[Exercise prompt]
The full listing is needed, transcribed word for word.

[[ Data supplied, beginning ]]

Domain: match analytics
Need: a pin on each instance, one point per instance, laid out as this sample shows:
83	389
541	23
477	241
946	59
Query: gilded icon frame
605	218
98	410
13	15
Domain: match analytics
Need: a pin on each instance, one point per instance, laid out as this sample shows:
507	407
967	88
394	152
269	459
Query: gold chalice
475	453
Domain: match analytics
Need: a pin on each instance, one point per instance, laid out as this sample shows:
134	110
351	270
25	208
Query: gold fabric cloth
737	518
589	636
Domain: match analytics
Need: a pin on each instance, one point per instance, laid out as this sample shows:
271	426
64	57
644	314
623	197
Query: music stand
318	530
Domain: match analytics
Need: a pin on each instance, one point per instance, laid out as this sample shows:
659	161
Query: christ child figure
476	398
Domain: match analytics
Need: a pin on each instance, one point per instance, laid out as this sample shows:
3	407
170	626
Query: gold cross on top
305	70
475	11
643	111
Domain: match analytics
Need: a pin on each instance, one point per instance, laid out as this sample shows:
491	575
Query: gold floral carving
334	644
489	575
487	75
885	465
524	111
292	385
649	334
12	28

[[ Data supplied, end ]]

[Exercise result]
Domain: match analytics
Need: a pin on each instance, one point per instance, laid out as this sample shows:
83	389
541	23
477	241
946	59
Query: gilded icon frame
605	218
98	410
13	15
Domain: match analytics
Need: a pin on each instance, one point per instance, laid out as this sample shows:
507	407
967	88
394	152
269	459
Query: gold chalice
475	453
Domain: match analytics
Need: a pin on each instance, one point per instance, laid out as this sample shows:
134	110
351	270
25	208
Query: gold fabric cloth
737	518
589	636
Domain: match analytics
Need: a pin on each instance, one point per instance, laid out as this sample shows:
271	426
64	57
644	314
623	197
Query: music stand
318	530
Domain: match analytics
Need: a pin on each instance, one point per instance, laid out as this sample shows:
659	161
Query: christ child figure
476	398
Domain: match analytics
Need: a pin on each instance, one point per instance, laid out as this sample shows:
3	407
170	626
Query: gold cross on top
305	70
475	11
643	111
Domain: match analytics
Need: a pin on each instance, one point per instance, laid out as this sample shows:
491	575
Query: gold floral carving
334	644
489	575
487	75
885	465
524	111
292	385
649	334
12	28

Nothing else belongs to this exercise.